Saved entries.

———

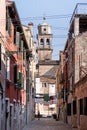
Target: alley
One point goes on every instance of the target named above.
(47, 124)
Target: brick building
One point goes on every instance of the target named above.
(46, 72)
(76, 49)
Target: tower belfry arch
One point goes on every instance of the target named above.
(44, 38)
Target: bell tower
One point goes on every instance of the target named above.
(44, 38)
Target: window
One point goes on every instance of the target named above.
(47, 42)
(8, 25)
(44, 30)
(0, 56)
(85, 106)
(15, 74)
(81, 106)
(8, 68)
(41, 42)
(69, 109)
(74, 107)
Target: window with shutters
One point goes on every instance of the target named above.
(69, 109)
(21, 80)
(74, 107)
(85, 106)
(0, 56)
(81, 106)
(15, 74)
(8, 23)
(8, 68)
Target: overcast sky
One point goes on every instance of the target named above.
(58, 14)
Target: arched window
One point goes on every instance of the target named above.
(1, 91)
(48, 42)
(41, 42)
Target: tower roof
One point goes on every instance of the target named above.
(44, 22)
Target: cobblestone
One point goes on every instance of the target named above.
(47, 124)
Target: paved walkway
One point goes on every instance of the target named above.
(47, 124)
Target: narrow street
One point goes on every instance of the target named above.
(47, 124)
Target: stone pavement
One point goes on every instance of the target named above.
(47, 124)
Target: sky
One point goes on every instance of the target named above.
(58, 14)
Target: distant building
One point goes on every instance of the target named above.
(46, 72)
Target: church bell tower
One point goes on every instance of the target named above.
(44, 38)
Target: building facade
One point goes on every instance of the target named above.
(46, 72)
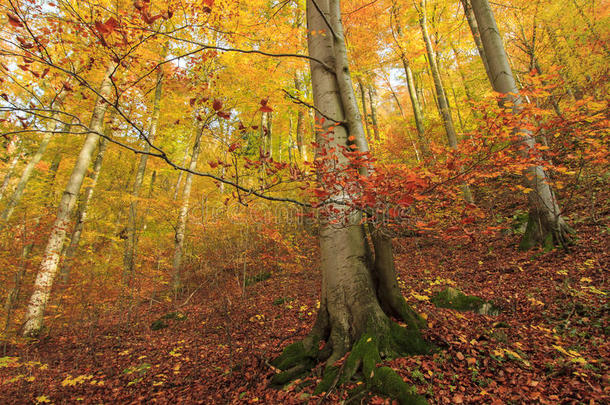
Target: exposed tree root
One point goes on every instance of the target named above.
(383, 338)
(547, 233)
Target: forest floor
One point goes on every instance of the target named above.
(549, 344)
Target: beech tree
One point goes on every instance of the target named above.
(545, 225)
(359, 293)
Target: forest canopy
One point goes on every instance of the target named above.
(299, 201)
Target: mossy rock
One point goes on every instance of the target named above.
(257, 278)
(161, 323)
(455, 299)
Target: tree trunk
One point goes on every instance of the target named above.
(48, 266)
(300, 131)
(180, 175)
(364, 113)
(128, 255)
(373, 111)
(29, 169)
(545, 223)
(81, 216)
(183, 215)
(11, 170)
(441, 95)
(351, 315)
(476, 35)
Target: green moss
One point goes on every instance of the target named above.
(454, 299)
(409, 341)
(387, 382)
(329, 378)
(296, 354)
(257, 278)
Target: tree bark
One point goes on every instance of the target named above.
(48, 267)
(11, 170)
(128, 255)
(545, 223)
(183, 215)
(441, 95)
(476, 35)
(351, 313)
(29, 169)
(81, 216)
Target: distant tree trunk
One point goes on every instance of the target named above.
(476, 35)
(180, 175)
(11, 169)
(300, 131)
(372, 94)
(441, 95)
(48, 266)
(415, 105)
(545, 223)
(83, 207)
(128, 255)
(183, 215)
(29, 169)
(364, 113)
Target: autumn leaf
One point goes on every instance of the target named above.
(14, 20)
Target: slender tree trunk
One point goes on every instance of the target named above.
(476, 35)
(364, 113)
(441, 95)
(372, 95)
(11, 170)
(81, 216)
(128, 255)
(48, 266)
(183, 215)
(545, 223)
(415, 105)
(180, 175)
(28, 171)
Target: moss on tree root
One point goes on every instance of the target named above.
(366, 355)
(384, 339)
(454, 299)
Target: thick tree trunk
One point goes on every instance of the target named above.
(351, 316)
(545, 223)
(183, 215)
(81, 216)
(48, 266)
(128, 255)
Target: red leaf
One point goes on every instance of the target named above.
(14, 20)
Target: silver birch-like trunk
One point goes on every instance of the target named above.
(48, 267)
(83, 207)
(545, 223)
(441, 95)
(476, 35)
(130, 242)
(183, 215)
(415, 105)
(17, 194)
(11, 170)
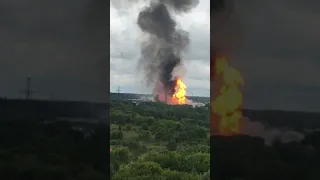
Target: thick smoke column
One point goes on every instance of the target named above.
(162, 52)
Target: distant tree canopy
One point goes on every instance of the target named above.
(162, 141)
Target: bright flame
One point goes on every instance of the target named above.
(179, 97)
(227, 104)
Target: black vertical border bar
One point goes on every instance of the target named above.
(108, 87)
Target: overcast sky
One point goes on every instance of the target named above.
(62, 45)
(279, 55)
(125, 38)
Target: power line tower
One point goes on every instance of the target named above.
(28, 91)
(118, 90)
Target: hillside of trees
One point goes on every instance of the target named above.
(35, 150)
(159, 141)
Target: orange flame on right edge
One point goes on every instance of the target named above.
(226, 104)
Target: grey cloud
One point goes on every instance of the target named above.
(279, 53)
(61, 44)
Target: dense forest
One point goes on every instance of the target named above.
(158, 141)
(31, 149)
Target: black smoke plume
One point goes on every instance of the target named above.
(162, 51)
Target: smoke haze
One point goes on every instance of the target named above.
(162, 50)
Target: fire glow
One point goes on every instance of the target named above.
(227, 101)
(177, 94)
(179, 97)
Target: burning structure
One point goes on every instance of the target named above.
(163, 48)
(226, 97)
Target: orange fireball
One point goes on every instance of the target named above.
(179, 97)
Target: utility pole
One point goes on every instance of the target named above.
(28, 91)
(118, 90)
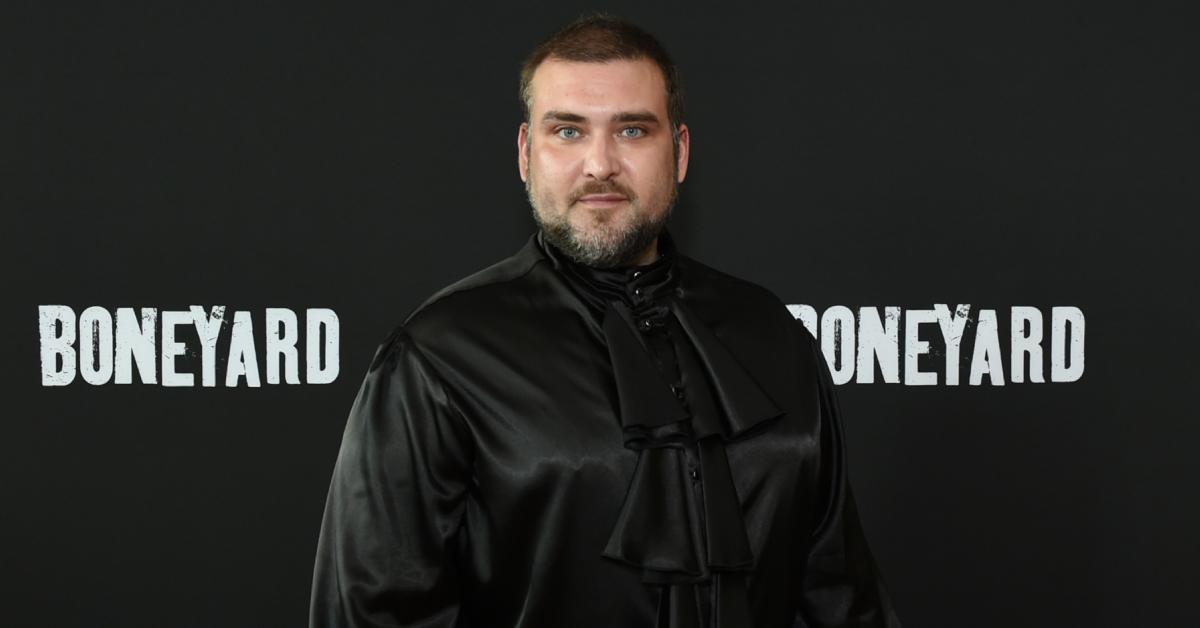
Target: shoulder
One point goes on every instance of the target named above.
(730, 298)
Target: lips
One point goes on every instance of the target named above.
(601, 198)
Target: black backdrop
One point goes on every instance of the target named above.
(359, 157)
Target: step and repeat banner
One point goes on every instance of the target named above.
(984, 214)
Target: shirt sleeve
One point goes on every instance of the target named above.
(841, 585)
(388, 554)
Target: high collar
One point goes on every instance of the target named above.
(639, 287)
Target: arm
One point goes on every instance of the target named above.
(387, 555)
(841, 586)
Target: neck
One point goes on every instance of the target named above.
(648, 256)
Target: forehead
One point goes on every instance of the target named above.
(598, 88)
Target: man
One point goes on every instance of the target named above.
(598, 431)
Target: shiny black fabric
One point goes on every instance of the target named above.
(547, 444)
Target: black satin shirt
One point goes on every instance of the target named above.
(547, 444)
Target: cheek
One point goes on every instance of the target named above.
(553, 165)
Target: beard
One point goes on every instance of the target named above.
(610, 243)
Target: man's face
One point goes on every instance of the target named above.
(598, 157)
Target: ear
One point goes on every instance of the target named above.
(684, 151)
(523, 150)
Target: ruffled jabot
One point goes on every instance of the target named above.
(681, 521)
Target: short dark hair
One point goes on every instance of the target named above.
(598, 39)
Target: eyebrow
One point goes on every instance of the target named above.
(622, 117)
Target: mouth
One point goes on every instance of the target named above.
(601, 201)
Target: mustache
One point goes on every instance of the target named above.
(601, 187)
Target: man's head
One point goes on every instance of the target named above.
(603, 147)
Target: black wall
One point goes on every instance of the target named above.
(360, 157)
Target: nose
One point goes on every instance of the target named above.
(601, 162)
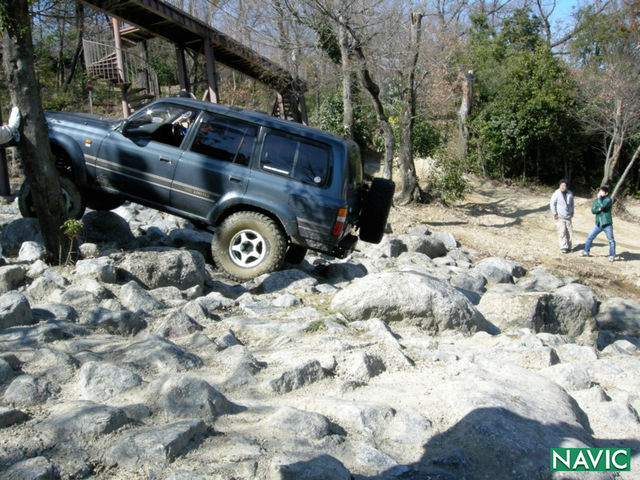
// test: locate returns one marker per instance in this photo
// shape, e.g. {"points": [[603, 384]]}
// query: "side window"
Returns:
{"points": [[295, 157], [163, 122], [225, 139]]}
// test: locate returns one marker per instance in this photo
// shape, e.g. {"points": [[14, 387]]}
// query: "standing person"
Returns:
{"points": [[562, 210], [10, 131], [601, 208]]}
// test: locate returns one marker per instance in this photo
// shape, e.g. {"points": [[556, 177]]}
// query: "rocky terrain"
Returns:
{"points": [[412, 359]]}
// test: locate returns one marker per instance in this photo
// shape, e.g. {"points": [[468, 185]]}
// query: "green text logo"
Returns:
{"points": [[590, 459]]}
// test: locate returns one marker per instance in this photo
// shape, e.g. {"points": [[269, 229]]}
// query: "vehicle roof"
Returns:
{"points": [[256, 117]]}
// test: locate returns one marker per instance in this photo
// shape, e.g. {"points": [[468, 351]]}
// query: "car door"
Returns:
{"points": [[216, 166], [140, 159]]}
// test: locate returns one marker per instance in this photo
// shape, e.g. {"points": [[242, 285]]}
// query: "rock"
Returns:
{"points": [[306, 374], [447, 238], [156, 445], [27, 391], [31, 251], [99, 381], [82, 420], [11, 276], [499, 270], [337, 272], [102, 269], [321, 467], [160, 267], [620, 315], [177, 324], [14, 234], [158, 355], [55, 311], [419, 299], [36, 468], [285, 279], [14, 310], [580, 294], [428, 245], [106, 227], [298, 424], [362, 366], [539, 280], [124, 322], [135, 298], [11, 416], [187, 397]]}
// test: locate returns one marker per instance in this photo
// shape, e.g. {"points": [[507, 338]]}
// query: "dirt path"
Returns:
{"points": [[515, 223]]}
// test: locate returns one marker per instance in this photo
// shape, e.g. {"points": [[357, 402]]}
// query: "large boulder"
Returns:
{"points": [[160, 267], [14, 234], [14, 310], [106, 227], [417, 298]]}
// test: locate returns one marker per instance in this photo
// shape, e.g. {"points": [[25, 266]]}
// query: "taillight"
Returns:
{"points": [[341, 219]]}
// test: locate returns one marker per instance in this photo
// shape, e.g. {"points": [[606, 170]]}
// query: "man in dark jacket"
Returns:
{"points": [[601, 208]]}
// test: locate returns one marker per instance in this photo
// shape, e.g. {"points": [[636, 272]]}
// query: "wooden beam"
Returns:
{"points": [[212, 81]]}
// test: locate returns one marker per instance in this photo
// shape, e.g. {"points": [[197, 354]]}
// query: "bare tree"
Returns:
{"points": [[39, 167]]}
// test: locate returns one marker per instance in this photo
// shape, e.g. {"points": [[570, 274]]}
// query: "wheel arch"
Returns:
{"points": [[69, 148]]}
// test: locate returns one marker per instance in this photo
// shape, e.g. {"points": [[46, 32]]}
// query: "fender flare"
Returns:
{"points": [[73, 150], [226, 206]]}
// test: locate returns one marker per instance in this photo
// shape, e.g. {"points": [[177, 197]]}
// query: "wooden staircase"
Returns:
{"points": [[136, 79]]}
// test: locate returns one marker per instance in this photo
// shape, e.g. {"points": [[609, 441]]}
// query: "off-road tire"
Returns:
{"points": [[295, 254], [103, 201], [247, 245], [74, 199], [375, 210]]}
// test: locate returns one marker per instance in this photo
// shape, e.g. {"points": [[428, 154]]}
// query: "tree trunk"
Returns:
{"points": [[37, 159], [625, 173], [80, 32], [347, 82], [410, 189], [463, 113]]}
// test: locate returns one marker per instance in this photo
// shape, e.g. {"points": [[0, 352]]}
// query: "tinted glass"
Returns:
{"points": [[225, 139], [295, 157]]}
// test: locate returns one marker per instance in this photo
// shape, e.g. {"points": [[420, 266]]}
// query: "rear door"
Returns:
{"points": [[215, 167]]}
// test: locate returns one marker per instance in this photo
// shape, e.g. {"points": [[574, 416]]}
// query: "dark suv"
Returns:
{"points": [[269, 188]]}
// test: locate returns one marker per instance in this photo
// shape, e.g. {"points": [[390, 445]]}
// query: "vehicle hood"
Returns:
{"points": [[91, 121]]}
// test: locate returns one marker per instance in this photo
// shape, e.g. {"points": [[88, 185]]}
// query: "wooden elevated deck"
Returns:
{"points": [[161, 19]]}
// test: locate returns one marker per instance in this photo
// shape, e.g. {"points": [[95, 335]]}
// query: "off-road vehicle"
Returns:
{"points": [[269, 189]]}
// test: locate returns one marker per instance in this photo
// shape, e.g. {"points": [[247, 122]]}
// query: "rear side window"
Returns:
{"points": [[295, 157], [225, 139]]}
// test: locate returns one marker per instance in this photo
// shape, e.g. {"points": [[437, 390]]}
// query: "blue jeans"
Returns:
{"points": [[608, 230]]}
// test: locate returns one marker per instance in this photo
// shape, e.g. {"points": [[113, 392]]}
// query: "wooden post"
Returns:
{"points": [[122, 78], [183, 75], [212, 81]]}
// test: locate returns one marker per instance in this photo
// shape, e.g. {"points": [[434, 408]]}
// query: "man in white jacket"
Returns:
{"points": [[10, 130], [562, 210]]}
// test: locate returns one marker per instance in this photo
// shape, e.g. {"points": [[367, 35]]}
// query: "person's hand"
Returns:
{"points": [[14, 119]]}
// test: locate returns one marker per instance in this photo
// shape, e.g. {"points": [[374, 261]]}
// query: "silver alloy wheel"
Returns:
{"points": [[247, 248]]}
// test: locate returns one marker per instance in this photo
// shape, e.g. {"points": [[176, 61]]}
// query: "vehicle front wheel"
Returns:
{"points": [[247, 245], [73, 199]]}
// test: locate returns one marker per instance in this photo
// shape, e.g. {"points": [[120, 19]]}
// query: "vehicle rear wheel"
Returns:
{"points": [[247, 245], [103, 201], [375, 210], [73, 199]]}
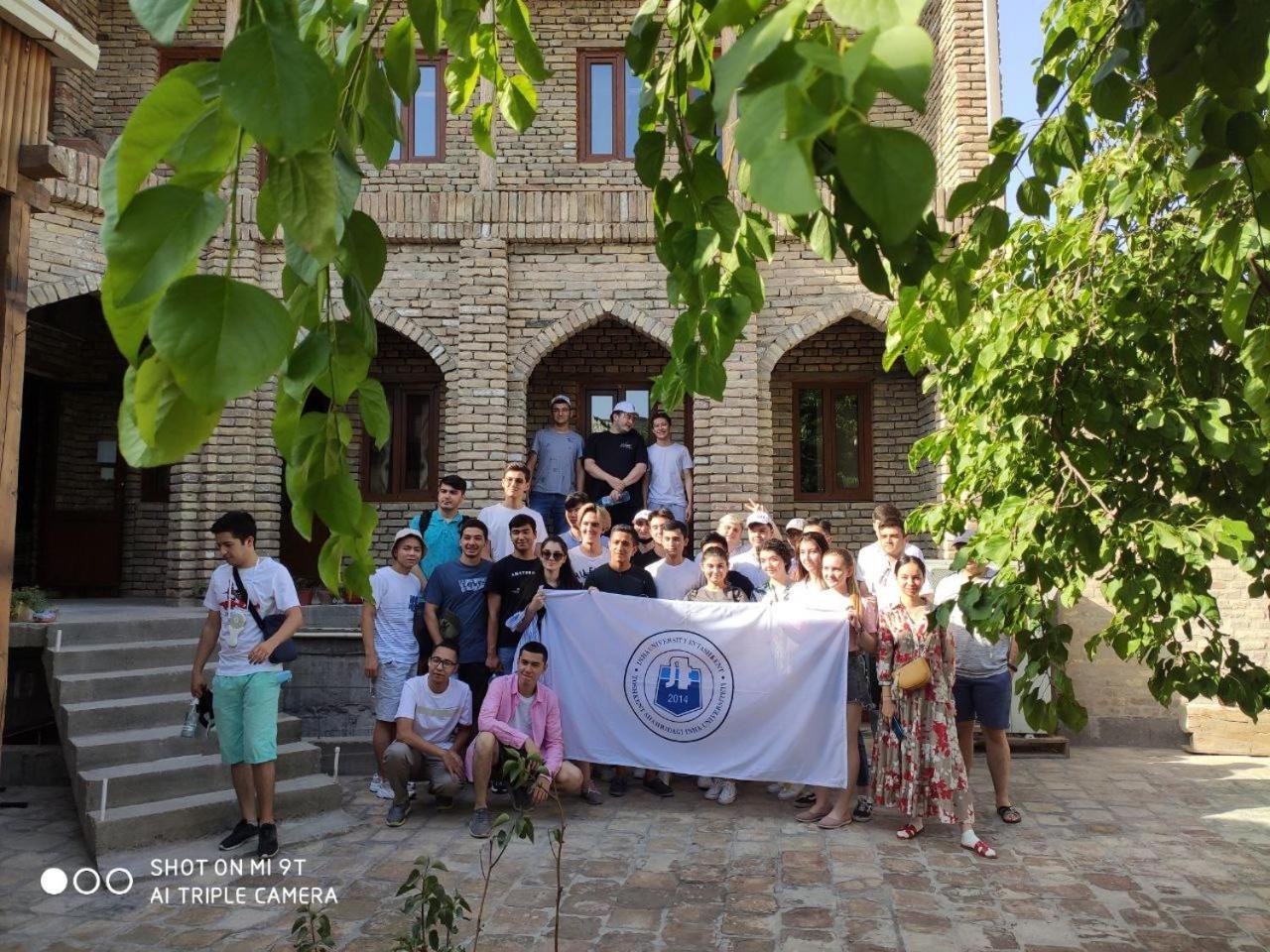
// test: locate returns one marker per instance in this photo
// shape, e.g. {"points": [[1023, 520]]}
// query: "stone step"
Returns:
{"points": [[119, 656], [211, 814], [139, 682], [182, 775], [123, 714], [109, 748]]}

———

Set problem.
List every line of the records above that contains the word "wooden", matching its case exactly.

Full output.
// query: "wooden beam"
// query: "wooden staircase"
// query: "wooden elevated deck"
// query: "wooden post"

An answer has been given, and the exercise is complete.